> _DOCUMENT EXCERPT_:
>> START

To: The Hon. Chrystia Freeland, Minister of Global Affairs

From: Christopher Sands

Re: Alternatives to NAFTA Chapter 19

Date: September 4, 2018

The status of the Chapter 19 dispute resolution provision is the most vexatious remaining issue in the NAFTA negotiation endgame. This mechanism uses binational panels that have the power to require domestic agencies that make antidumping and countervailing duty (AD/CVD) determinations to change them, if they find those determinations were made in a way inconsistent with their own countries’ laws. 

The United States wants to eliminate NAFTA Chapter 19 panels in the name of restoring sovereignty, while Canada sees them as a valuable method to resolve disputes impartially, rather than through US or Canadian courts, at a World Trade Organization panel, or through state-to-state mechanisms.

Mexico appears to have given up on Chapter 19 as part of its bilateral agreement in principle, further undermining the trilateral NAFTA Chapter 19.

>> END

According to the memo on NAFTA Chapter 19, what does the United States want to do with the Chapter 19 panels? Answer using only the memo on NAFTA Chapter 19.

> _DATASET RECORDS_:
>> START

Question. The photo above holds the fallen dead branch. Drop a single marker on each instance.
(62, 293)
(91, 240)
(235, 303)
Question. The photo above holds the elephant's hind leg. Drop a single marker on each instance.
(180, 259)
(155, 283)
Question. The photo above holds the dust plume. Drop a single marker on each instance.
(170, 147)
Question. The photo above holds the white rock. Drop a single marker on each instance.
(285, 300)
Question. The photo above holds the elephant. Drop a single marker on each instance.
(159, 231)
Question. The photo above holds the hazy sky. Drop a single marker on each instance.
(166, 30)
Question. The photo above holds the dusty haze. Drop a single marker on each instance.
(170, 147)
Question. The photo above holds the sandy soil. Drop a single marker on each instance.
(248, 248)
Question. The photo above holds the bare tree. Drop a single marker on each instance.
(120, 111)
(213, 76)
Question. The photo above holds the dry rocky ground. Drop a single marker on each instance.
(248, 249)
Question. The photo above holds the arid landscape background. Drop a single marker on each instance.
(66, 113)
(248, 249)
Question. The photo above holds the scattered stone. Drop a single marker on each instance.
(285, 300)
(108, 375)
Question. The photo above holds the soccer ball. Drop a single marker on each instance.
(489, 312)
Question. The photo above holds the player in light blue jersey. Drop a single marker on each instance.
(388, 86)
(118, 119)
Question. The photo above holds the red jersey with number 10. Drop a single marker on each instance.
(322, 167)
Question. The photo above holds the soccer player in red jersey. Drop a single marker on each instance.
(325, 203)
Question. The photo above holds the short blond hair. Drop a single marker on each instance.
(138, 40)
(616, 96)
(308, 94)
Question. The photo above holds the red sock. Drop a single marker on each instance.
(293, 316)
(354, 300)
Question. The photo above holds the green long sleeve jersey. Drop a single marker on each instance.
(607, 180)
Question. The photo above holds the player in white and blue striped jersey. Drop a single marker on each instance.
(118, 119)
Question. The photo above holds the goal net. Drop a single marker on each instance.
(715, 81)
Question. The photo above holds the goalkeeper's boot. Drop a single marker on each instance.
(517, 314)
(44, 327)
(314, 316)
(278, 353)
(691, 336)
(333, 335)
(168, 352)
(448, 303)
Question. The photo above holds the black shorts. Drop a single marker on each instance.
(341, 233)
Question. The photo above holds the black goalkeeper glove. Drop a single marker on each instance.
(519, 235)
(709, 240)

>> END

> _RESULT OF THE EXERCISE_:
Eliminate them in the name of restoring sovereignty.